• Reading passage

────────────────

Tarmo Sild, Rene Frolov
The Leniency Programme in Estonia - Illusion or Reality?
Background on the fight against cartels
in the EU and Estonia
The fight against cartels has been a long-term top priority for the European Commission (hereinafter 'Commission'). The reason for this is pragmatic: an arrangement between undertakings at the same level in the same market concerning division of the market, price fixing, etc. -- known as a cartel - is most damaging to competition and deals the heaviest blow to the consumer, one way or another. Since 1996, the Commission 'involved' cartel members themselves in the anti-cartel fight1 - it formalised the idea of giving undertakings that were 'coming out' a chance of immunity or favourable treatment if they betrayed other cartel members. The initiative was called a 'leniency programme', and the immunity and favourable treatment were granted on the 'first come, first served' principle. A renewed legal framework for the leniency programme was adopted with great expectations in 2002: the Commission notice on the non-imposition or reduction of fines in cartel cases2. It seems now that these expectations have been or are being fulfilled.
According to the Commission, after the adoption of the renewed leniency notice, applications for immunity or favourable treatment became the main trigger for instituting the Commission's procedures against the most severe violations of EU competition rules3. Reliable and unambiguous statistics that could confirm this argument are lacking, as the Commission itself is not prone to delivering exact statistics to the wider public4. However, one cannot deny the fact that a large number of applications for favourable treatment have been submitted under the 2002 leniency programme. For example, the 2003 Competition Policy
Report5 declares: 'Since the entry into force of the new leniency notice in February 2002, the Commission has received 34 applications for immunity, concerning at least 30 individual alleged breaches'. Secondly, from 2001 to 2003 the Commission issued an average of eight cartel decisions a year, which is enormous growth from the previous 30 years' average of 1.5 decisions a year6. The comparison suggests that most cartel cases that have reached a penalty decision were initiated under the leniency programme.
Presumably inspired by the Commission's success in uncovering cartels via the leniency procedure, leniency procedures are now in place in the domestic legislation of 18 EU member states7. Domestic leniency procedures have yielded good results in, among the EU member states8, the Netherlands and, among other countries, Australia9.
A leniency programme has also been formally implemented in the Republic of Estonia, as affirmed by the Competition Board. The Competition Board casts light on the target group of the Estonian leniency programme as regards its legal bases as follows: 'The leniency programme in Estonia arises from § 205 of the Code of Criminal Procedure (hereinafter 'CCrP'), which provides for the termination of criminal proceedings in connection with assistance received from a person upon ascertaining facts relating to the subject of proof.'10 By all presumptions, leniency applications should also be submitted in Estonia and a larger number of cartels identified than earlier.
But what is the real situation? It seems to meet expectations where the number of cases initiated and growth in the number of cases are concerned. In 2004, the Competition Board undertook proceedings in seven cases the object of which was an alleged horizontal agreement, decision, or co-ordinated activity between undertakings - i.e., a cartel11. One year earlier, in 2003, one proceeding was commenced on grounds of horizontal co?operation12. One year further back, in 2002, also, one proceeding was instituted on grounds of suspected cartel agreement13. Thus, in 2004 when § 205 of the new CCrP entered into force (01.07.2004), the number of proceedings in cartel cases indeed increased, but there is no indication that they were based on leniency applications.

────────────────

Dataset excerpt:
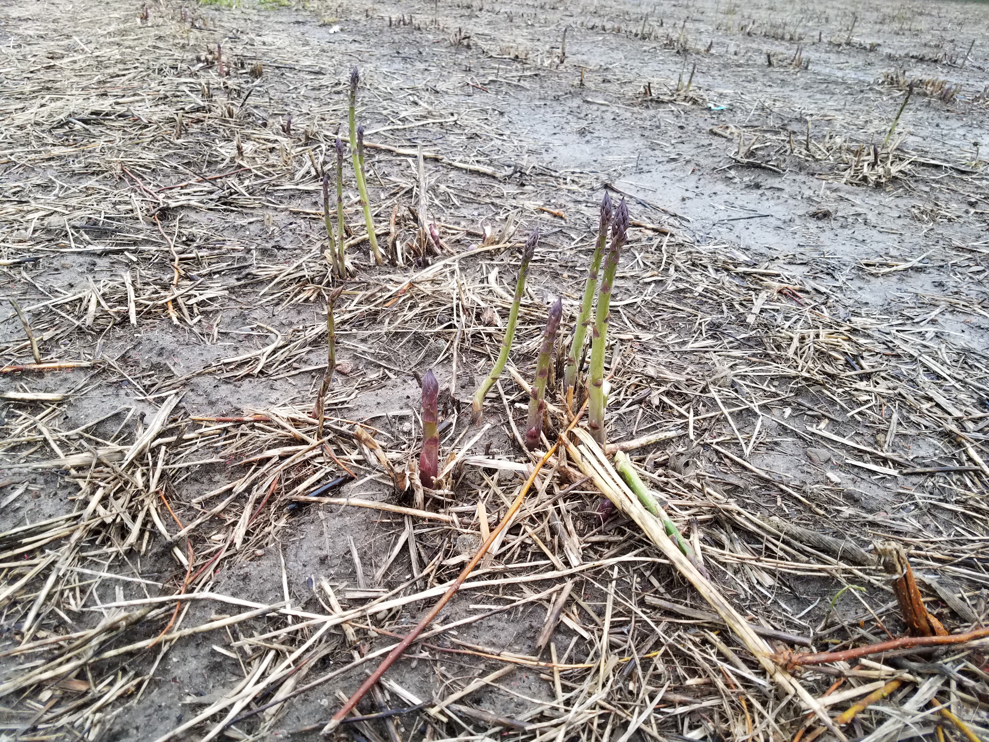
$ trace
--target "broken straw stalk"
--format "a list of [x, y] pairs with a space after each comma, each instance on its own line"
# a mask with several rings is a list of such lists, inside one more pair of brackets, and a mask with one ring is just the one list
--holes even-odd
[[543, 434], [543, 417], [546, 416], [546, 382], [550, 378], [550, 361], [553, 359], [553, 343], [556, 340], [557, 327], [563, 316], [563, 299], [557, 299], [550, 308], [546, 320], [546, 331], [543, 332], [543, 346], [539, 350], [539, 360], [536, 362], [536, 380], [532, 384], [529, 396], [529, 417], [525, 422], [525, 447], [530, 451], [539, 445]]
[[322, 375], [322, 384], [319, 385], [319, 396], [316, 398], [316, 407], [319, 418], [317, 440], [322, 440], [322, 427], [324, 417], [324, 408], [326, 392], [333, 384], [333, 371], [336, 369], [336, 332], [333, 326], [333, 303], [343, 292], [343, 287], [333, 289], [326, 297], [326, 371]]
[[333, 226], [329, 222], [329, 175], [322, 174], [322, 221], [326, 225], [326, 239], [329, 241], [330, 264], [333, 266], [333, 275], [339, 276], [339, 256], [336, 254], [336, 239], [333, 237]]
[[336, 138], [336, 238], [337, 261], [339, 262], [340, 278], [347, 276], [347, 264], [344, 260], [343, 246], [343, 142]]
[[587, 324], [590, 322], [590, 307], [594, 303], [594, 289], [597, 288], [597, 271], [601, 267], [601, 257], [604, 255], [604, 245], [608, 237], [608, 226], [611, 224], [611, 197], [608, 192], [604, 192], [601, 199], [601, 222], [597, 230], [597, 246], [594, 254], [590, 258], [590, 267], [587, 269], [587, 283], [584, 287], [584, 299], [581, 302], [581, 313], [577, 318], [577, 325], [574, 326], [574, 338], [570, 342], [570, 353], [567, 356], [567, 366], [563, 375], [564, 395], [567, 399], [567, 407], [574, 405], [574, 387], [577, 385], [578, 363], [581, 361], [581, 353], [584, 352], [584, 340], [587, 334]]
[[492, 372], [481, 383], [478, 391], [474, 394], [471, 415], [474, 424], [478, 424], [481, 421], [485, 405], [485, 395], [494, 386], [494, 382], [501, 375], [501, 371], [504, 370], [504, 364], [508, 360], [508, 349], [511, 347], [511, 341], [515, 336], [515, 325], [518, 322], [518, 307], [522, 303], [522, 294], [525, 292], [525, 277], [528, 275], [529, 263], [536, 252], [536, 243], [538, 241], [539, 228], [537, 227], [532, 230], [529, 238], [525, 240], [525, 249], [522, 250], [522, 261], [518, 265], [518, 280], [515, 281], [515, 297], [512, 299], [511, 309], [508, 311], [508, 324], [504, 328], [504, 337], [501, 339], [501, 350], [498, 352], [497, 360], [494, 361]]
[[436, 430], [439, 383], [432, 370], [422, 377], [422, 453], [419, 454], [419, 481], [435, 489], [439, 472], [439, 432]]
[[628, 207], [623, 198], [615, 209], [614, 221], [611, 223], [611, 246], [604, 261], [604, 275], [601, 277], [601, 288], [597, 294], [597, 314], [594, 317], [594, 326], [590, 340], [590, 372], [587, 384], [587, 396], [590, 406], [587, 409], [587, 426], [594, 441], [604, 445], [604, 410], [608, 404], [608, 390], [604, 381], [604, 350], [607, 344], [608, 322], [611, 314], [611, 287], [614, 284], [615, 273], [618, 270], [618, 255], [628, 232]]
[[364, 149], [364, 127], [360, 128], [360, 134], [355, 126], [354, 107], [357, 103], [357, 84], [360, 82], [360, 74], [357, 67], [350, 72], [350, 108], [347, 112], [347, 123], [350, 127], [350, 153], [354, 163], [354, 179], [357, 181], [357, 190], [361, 194], [361, 207], [364, 209], [364, 222], [368, 228], [368, 241], [371, 242], [371, 251], [374, 253], [375, 262], [383, 264], [381, 250], [378, 249], [378, 237], [374, 232], [374, 220], [371, 219], [371, 206], [368, 202], [368, 188], [364, 180], [364, 162], [362, 150]]

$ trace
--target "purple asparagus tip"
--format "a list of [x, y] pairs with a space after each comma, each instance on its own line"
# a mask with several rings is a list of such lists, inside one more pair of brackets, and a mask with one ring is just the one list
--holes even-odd
[[426, 371], [425, 376], [422, 377], [422, 399], [436, 399], [439, 395], [439, 382], [436, 381], [436, 375], [432, 372], [432, 369]]
[[625, 199], [622, 198], [618, 202], [618, 208], [615, 209], [615, 221], [611, 223], [611, 244], [617, 245], [621, 248], [625, 244], [625, 239], [628, 236], [628, 207], [625, 205]]
[[532, 228], [529, 238], [525, 240], [525, 249], [522, 250], [522, 262], [527, 263], [536, 252], [536, 244], [539, 243], [539, 228]]
[[606, 225], [611, 221], [611, 197], [608, 192], [604, 192], [604, 198], [601, 199], [601, 224]]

────────────────

• What this task involves
Please return everything in the article on Estonia's leniency programme from "But what is" down to "on leniency applications.", copied word for word.

• Exercise output
But what is the real situation? It seems to meet expectations where the number of cases initiated and growth in the number of cases are concerned. In 2004, the Competition Board undertook proceedings in seven cases the object of which was an alleged horizontal agreement, decision, or co-ordinated activity between undertakings - i.e., a cartel11. One year earlier, in 2003, one proceeding was commenced on grounds of horizontal co?operation12. One year further back, in 2002, also, one proceeding was instituted on grounds of suspected cartel agreement13. Thus, in 2004 when § 205 of the new CCrP entered into force (01.07.2004), the number of proceedings in cartel cases indeed increased, but there is no indication that they were based on leniency applications.